→ What you should do: Every record that follows should be output exactly as it is given.

(Dataset items)
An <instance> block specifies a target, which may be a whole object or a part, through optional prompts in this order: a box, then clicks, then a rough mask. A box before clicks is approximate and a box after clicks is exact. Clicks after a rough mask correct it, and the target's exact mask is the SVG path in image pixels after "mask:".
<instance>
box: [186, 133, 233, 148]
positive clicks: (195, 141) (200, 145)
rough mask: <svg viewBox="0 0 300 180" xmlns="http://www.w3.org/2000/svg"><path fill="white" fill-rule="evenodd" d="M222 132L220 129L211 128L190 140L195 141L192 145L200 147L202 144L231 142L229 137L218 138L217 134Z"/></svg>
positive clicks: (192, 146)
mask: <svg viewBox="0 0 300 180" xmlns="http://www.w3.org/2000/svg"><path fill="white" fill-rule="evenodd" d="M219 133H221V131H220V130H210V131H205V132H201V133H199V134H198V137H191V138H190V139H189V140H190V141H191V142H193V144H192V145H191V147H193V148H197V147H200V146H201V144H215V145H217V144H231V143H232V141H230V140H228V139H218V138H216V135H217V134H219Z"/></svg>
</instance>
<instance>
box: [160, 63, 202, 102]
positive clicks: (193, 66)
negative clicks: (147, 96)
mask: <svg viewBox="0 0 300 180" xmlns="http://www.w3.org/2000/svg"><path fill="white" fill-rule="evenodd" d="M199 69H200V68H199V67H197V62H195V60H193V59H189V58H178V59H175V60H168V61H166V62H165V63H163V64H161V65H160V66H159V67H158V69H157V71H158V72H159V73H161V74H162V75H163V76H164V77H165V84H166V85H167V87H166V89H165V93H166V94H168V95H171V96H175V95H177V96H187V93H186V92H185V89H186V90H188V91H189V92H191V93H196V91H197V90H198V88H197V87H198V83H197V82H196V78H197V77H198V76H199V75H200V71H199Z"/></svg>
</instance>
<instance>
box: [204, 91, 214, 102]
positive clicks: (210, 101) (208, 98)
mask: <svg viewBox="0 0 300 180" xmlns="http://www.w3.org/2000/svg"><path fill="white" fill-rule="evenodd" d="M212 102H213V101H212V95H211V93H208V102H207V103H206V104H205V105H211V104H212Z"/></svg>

→ Task result:
An <instance> block specifies a target, which may be a whole object or a part, through optional prompts in this order: a box, then clicks, then a rough mask. A box before clicks is approximate and a box after clicks is exact. Clicks after a rough mask correct it, and the target's exact mask is the SVG path in image pixels after "mask:".
<instance>
box: [186, 133, 233, 148]
positive clicks: (195, 141) (200, 145)
rough mask: <svg viewBox="0 0 300 180" xmlns="http://www.w3.org/2000/svg"><path fill="white" fill-rule="evenodd" d="M222 132L220 129L211 128L190 140L195 141L192 145L200 147L202 144L231 142L229 137L218 138L217 134Z"/></svg>
positive clicks: (192, 146)
mask: <svg viewBox="0 0 300 180" xmlns="http://www.w3.org/2000/svg"><path fill="white" fill-rule="evenodd" d="M219 133H221V131H220V130H210V131H205V132H201V133H199V134H198V137H191V138H190V139H189V140H190V141H191V142H193V144H192V145H191V147H193V148H197V147H200V146H201V144H215V145H217V144H231V143H232V141H230V140H228V139H218V138H216V135H217V134H219Z"/></svg>
</instance>
<instance>
box: [160, 63, 202, 102]
positive clicks: (193, 66)
negative clicks: (147, 96)
mask: <svg viewBox="0 0 300 180" xmlns="http://www.w3.org/2000/svg"><path fill="white" fill-rule="evenodd" d="M199 69H200V68H199V67H197V62H195V60H193V59H189V58H178V59H175V60H168V61H166V62H165V63H163V64H161V65H160V66H159V67H158V69H157V71H158V72H159V73H161V74H162V75H163V76H164V77H165V84H166V85H167V87H166V89H165V93H166V94H168V95H171V96H175V95H177V96H187V93H186V92H185V89H186V90H188V91H189V92H191V93H196V91H197V90H198V88H197V87H198V83H197V82H196V78H197V77H198V76H199V75H200V71H199Z"/></svg>
</instance>
<instance>
box: [204, 91, 214, 102]
positive clicks: (210, 101) (208, 98)
mask: <svg viewBox="0 0 300 180" xmlns="http://www.w3.org/2000/svg"><path fill="white" fill-rule="evenodd" d="M212 102H213V101H212V95H211V93H208V102H207V103H206V104H205V105H211V104H212Z"/></svg>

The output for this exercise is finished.